> Written request 1:
Rewrite the post rock mix thread starting at "Me and a friend" and ending at "to be listenable.", replacing "practice room" with "rehearsal space".
> Written request 2:
Answer these questions from the post rock mix thread:
(a) How many mics were in the set used to record the kit?
(b) What is the file size of the attached mp3?
(c) According to one reply, what can be recovered by hi passing the synth?
> Written request 3:
List every audio processing technique named in the post rock mix thread.

# Excerpt provided start

Post rock song mix

Jake93

New member
Hello,

Me and a friend have been recording on a very amateur level, I mic'd a kit in a practice room with a fairly cheap 4 mic set, and have recorded all the other elements in my spare office room. It's never going to sound really good, I just want it to be listenable.

Basically, I have left the drums alone mostly and had to heavily compress everything else as the loud synth sound is the main element and takes a lot of space in the mix. Turns out it's really difficult to get this right and I've been driving myself mad, so I'll post it here and I'm prepared for a brutal analysis so please have at it.

Thank you,

Jake
 

Attachments

  • New project 2 (mix 5).mp3
    9.5 MB
Wow ok, the more I listen to these threads the more I feel I've totally missed the mark. So difficult to get a loud noise sounding good.
 
Mix is not bad. When mixing synths it can helpful to EQ out frequencies that are clashing with other instruments like guitars or the kick. You can also safely hi pass the synth and recover headroom that way
 
I didn't think it was bad either.

# Excerpt provided end
# Extracted data start

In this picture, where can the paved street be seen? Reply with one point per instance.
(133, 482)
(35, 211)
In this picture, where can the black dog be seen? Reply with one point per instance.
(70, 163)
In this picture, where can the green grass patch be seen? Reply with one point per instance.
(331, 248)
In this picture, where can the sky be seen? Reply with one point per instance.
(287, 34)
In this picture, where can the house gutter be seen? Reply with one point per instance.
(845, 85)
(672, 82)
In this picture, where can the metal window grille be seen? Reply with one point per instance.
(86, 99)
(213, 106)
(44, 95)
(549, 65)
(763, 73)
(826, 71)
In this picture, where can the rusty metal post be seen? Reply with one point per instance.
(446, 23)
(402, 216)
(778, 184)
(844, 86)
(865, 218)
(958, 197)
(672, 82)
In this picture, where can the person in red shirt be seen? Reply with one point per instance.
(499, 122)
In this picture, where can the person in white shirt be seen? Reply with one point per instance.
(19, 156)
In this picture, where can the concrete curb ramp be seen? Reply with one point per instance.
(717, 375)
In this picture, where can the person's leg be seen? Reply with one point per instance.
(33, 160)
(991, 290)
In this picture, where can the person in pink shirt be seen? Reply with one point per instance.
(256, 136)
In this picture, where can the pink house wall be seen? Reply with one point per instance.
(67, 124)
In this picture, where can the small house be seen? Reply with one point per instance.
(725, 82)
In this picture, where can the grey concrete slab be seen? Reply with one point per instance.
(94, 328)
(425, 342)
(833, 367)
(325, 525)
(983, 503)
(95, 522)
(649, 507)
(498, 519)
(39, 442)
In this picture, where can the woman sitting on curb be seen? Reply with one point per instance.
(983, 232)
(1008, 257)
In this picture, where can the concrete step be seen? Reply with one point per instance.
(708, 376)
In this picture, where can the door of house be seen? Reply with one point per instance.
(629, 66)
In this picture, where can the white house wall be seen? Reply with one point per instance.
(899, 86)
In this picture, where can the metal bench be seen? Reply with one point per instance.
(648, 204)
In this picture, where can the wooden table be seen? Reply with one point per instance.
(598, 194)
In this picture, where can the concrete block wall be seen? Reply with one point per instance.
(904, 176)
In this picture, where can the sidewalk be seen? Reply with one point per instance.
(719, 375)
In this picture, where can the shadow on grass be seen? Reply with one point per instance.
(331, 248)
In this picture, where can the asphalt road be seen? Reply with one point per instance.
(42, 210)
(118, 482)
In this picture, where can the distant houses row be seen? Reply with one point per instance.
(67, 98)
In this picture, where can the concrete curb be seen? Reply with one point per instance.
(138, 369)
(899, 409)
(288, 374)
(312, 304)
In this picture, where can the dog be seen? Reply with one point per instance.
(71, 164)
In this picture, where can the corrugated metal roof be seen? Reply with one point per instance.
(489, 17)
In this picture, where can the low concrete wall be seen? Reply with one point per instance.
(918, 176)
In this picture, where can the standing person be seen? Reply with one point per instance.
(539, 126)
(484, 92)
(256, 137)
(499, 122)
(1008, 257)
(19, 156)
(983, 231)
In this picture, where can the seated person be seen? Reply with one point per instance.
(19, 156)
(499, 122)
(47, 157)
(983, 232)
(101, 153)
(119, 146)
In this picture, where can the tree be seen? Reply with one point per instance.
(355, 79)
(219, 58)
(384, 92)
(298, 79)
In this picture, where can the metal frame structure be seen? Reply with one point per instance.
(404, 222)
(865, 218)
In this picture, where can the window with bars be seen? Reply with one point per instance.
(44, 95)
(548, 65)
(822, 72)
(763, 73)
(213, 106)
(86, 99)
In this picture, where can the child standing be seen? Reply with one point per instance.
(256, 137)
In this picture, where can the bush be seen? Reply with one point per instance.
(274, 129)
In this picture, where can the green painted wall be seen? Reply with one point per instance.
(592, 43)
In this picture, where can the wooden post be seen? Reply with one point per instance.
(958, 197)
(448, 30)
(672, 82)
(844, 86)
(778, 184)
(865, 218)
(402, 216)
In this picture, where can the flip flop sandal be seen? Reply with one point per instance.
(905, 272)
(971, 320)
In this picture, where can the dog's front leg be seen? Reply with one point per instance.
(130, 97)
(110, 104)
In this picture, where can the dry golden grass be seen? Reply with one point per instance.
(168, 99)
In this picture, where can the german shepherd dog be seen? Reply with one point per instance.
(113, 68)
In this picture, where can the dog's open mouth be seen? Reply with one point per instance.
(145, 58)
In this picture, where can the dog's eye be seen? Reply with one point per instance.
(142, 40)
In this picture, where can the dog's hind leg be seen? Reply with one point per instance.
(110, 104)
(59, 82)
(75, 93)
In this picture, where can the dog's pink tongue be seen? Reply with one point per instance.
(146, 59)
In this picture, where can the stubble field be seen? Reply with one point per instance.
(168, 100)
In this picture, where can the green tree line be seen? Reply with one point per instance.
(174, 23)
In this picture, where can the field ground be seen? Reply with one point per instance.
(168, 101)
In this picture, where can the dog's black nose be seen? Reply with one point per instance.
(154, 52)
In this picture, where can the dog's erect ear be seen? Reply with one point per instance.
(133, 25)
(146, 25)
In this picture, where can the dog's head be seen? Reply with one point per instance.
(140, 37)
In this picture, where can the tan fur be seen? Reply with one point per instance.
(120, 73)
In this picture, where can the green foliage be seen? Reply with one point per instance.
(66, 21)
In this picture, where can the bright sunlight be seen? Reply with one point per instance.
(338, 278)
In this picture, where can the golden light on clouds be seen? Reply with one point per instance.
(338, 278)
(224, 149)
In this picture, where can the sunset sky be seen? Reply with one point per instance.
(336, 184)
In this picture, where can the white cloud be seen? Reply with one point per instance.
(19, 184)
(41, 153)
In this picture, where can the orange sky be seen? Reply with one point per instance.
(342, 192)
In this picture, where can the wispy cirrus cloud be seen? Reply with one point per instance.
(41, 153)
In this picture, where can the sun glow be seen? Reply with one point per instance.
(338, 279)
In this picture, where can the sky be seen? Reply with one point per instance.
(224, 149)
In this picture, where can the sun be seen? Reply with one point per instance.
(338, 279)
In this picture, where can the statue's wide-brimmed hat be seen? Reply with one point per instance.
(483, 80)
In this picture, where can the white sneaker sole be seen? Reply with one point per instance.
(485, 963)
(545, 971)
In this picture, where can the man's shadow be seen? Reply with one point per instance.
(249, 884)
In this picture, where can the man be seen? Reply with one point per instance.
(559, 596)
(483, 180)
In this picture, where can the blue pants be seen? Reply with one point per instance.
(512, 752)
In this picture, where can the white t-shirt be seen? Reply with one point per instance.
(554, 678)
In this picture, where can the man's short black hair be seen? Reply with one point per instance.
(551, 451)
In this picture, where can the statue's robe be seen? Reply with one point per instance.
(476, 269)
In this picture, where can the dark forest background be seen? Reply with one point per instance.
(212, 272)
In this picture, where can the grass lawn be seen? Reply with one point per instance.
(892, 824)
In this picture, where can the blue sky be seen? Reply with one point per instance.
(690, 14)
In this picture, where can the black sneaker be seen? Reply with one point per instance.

# Extracted data end

> Right answer 1:
Me and a friend have been recording on a very amateur level, I mic'd a kit in a rehearsal space with a fairly cheap 4 mic set, and have recorded all the other elements in my spare office room. It's never going to sound really good, I just want it to be listenable.

> Right answer 2:
(a) Four
(b) 9.5 MB
(c) Headroom

> Right answer 3:
Compression (compress)
EQ (EQ out clashing frequencies)
Hi pass (hi pass the synth)